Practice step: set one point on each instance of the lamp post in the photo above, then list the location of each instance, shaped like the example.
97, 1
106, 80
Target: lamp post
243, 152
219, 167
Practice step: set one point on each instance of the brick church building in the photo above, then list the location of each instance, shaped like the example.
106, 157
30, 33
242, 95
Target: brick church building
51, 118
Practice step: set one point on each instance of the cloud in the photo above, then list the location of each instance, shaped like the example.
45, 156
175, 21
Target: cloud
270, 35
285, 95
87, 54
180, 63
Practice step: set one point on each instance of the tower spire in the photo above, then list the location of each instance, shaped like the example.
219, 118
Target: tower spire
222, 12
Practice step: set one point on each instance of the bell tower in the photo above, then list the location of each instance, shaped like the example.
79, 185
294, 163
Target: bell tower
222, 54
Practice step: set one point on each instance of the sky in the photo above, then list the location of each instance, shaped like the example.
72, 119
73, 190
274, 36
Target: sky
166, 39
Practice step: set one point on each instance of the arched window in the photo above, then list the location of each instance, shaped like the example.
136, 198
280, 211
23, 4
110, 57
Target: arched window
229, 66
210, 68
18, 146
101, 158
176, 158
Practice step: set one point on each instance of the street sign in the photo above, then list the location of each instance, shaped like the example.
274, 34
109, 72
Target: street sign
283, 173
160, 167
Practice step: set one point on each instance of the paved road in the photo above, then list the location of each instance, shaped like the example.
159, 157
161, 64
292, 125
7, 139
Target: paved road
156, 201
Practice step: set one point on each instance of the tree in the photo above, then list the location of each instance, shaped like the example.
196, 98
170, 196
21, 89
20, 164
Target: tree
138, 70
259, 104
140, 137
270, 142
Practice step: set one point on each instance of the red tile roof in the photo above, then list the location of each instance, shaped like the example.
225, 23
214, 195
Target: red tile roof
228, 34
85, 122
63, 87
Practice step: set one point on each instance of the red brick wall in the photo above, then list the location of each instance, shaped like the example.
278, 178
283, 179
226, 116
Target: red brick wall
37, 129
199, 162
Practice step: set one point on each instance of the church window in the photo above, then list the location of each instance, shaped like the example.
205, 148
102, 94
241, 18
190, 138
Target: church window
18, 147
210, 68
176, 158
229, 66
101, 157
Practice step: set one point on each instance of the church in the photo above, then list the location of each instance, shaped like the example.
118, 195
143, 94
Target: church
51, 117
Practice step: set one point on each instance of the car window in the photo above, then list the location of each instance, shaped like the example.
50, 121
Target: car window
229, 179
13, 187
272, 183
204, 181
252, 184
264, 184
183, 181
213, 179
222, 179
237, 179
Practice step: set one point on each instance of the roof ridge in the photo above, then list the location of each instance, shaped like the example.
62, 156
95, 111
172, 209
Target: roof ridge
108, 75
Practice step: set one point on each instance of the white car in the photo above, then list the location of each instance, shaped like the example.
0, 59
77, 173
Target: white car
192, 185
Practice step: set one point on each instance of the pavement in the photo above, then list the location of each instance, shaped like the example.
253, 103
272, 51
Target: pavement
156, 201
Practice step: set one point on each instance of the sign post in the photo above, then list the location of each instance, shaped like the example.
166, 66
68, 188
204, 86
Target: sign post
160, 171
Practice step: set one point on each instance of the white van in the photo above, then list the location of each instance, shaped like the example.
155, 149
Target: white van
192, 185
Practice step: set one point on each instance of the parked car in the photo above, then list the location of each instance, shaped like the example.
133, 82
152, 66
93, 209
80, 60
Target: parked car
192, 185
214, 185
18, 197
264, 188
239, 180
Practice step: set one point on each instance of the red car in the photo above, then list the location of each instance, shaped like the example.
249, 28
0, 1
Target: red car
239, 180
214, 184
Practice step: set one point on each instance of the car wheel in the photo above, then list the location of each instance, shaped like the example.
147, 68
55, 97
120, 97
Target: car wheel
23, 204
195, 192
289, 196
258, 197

● EXERCISE
Convert all of the lines above into a JSON list of strings, with one string per line and any blank lines omitted.

● WRITTEN RESPONSE
[
  "Practice step: set one point on each instance of the lamp post in the photo above, then list the location of each instance, shaped like the example.",
  "97, 1",
  "106, 80",
  "Target: lamp post",
  "243, 152",
  "219, 167",
  "Practice step: set one point on each instance of the brick church building in the photo above, then list the location of each instance, shaped like the example.",
  "106, 157",
  "30, 33",
  "242, 95",
  "Target: brick church building",
  "51, 118",
  "Practice step: set one point on each instance of the cloud in the photo above, then list the location of each instance, shaped like the example.",
  "45, 156",
  "175, 21",
  "Target: cloud",
  "270, 35",
  "285, 95",
  "87, 54",
  "180, 63",
  "Practice step: set one point on each instance of the tower spire in the photo above, then list the location of each instance, shaped like the example.",
  "219, 118",
  "Target: tower spire",
  "222, 12",
  "Practice step: set one point on each instance of the bell tower in the photo above, then list the location of each instance, shaped like the example.",
  "79, 185",
  "294, 163",
  "Target: bell tower",
  "222, 54",
  "Practice step: set one point on each instance of the sky in the photo above, then list the location of each instance, shaped like the example.",
  "72, 119",
  "73, 190",
  "274, 36",
  "Target: sky",
  "166, 39",
  "Practice step: set one point on each instance of the arched window in the photo above, then list the location of each instance, shaped like the example.",
  "136, 198",
  "280, 211",
  "23, 4",
  "110, 57",
  "Target: arched window",
  "229, 66",
  "210, 68",
  "18, 146",
  "101, 158",
  "176, 158",
  "Practice step: set one point on each instance of the street sign in the photo above, then list the location of each instance, shaped like the example.",
  "274, 34",
  "109, 72",
  "Target: street sign",
  "283, 173",
  "160, 167",
  "Practice step: set one point on each instance of the paved road in the photo above, then list the location of each instance, shaped like the example.",
  "159, 157",
  "161, 64",
  "292, 125",
  "7, 139",
  "Target: paved road",
  "156, 201",
  "Practice step: set one point on each instance of the tree in the photo above, then list the location of each instance, shaped like the example.",
  "196, 98",
  "170, 196",
  "21, 89",
  "20, 164",
  "Target: tree",
  "138, 70",
  "259, 104",
  "140, 137",
  "270, 142",
  "Practice step: set one point on each instance of the red tile roof in the photo above, then list the location of each instance, shaped like the example.",
  "225, 23",
  "214, 195",
  "Target: red tile roof",
  "228, 34",
  "85, 122",
  "63, 87",
  "Practice step: set one point on each instance of the red brick wall in the photo above, then list the location of each instance, shaped like the example.",
  "278, 178",
  "283, 179",
  "226, 116",
  "Target: red brick wall",
  "37, 129",
  "199, 162",
  "Practice step: set one point on each instance of the church window in the photo above, then list the location of each instance, shaped like the example.",
  "205, 148",
  "102, 94",
  "241, 18",
  "190, 138",
  "Target: church window",
  "18, 147",
  "210, 68",
  "176, 158",
  "229, 66",
  "101, 157",
  "Practice step: set one point on each instance of the church in the photo above, then list the location of each instance, shaped like the example.",
  "118, 195",
  "143, 94",
  "Target: church",
  "51, 117",
  "Practice step: set one point on each instance of the car window in the photo above, then list the location of each instance, shaped like the example.",
  "50, 121",
  "Target: car window",
  "229, 179",
  "13, 187",
  "272, 183",
  "204, 181",
  "252, 184",
  "264, 184",
  "183, 181",
  "213, 179",
  "222, 179",
  "237, 179",
  "Practice step: set one point on each instance of the roof ridge in the photo above, then list the location of each instance, shaped like the example.",
  "62, 156",
  "95, 111",
  "172, 209",
  "Target: roof ridge",
  "108, 75",
  "Practice step: set one point on each instance of the white car in the photo above, then list the location of each instance, shaped like the example.",
  "0, 59",
  "77, 173",
  "Target: white car",
  "192, 185",
  "Practice step: set one point on each instance of the pavement in the photo above, then list the location of each instance, shaped like the example.",
  "253, 103",
  "272, 51",
  "Target: pavement",
  "156, 201",
  "Practice step: set one point on each instance of the sign post in the photo above, then list the location of each instance, shaped like the example.",
  "166, 66",
  "68, 188",
  "204, 86",
  "Target: sign post",
  "160, 171",
  "Practice step: set one point on each instance of the white van in the photo above, then list the location of each instance, shaped like the example.",
  "155, 149",
  "Target: white van",
  "192, 185",
  "Practice step: set one point on each instance of the parked car in the photo above, then list the location of each instance, shaped like the example.",
  "133, 82",
  "152, 66",
  "93, 209",
  "80, 60",
  "Target: parked car",
  "192, 185",
  "214, 185",
  "18, 197",
  "264, 188",
  "239, 180",
  "Practice step: set one point on each instance of the red car in the photo above, then list the location of each instance, shaped like the example.",
  "249, 28",
  "0, 1",
  "Target: red car",
  "239, 180",
  "214, 184",
  "Practice step: set one point on each instance of the car wheel in the photo above, then list the location of each instance, shaped like the example.",
  "147, 68",
  "55, 97",
  "120, 97",
  "Target: car wheel",
  "23, 204",
  "195, 192",
  "289, 196",
  "258, 197"
]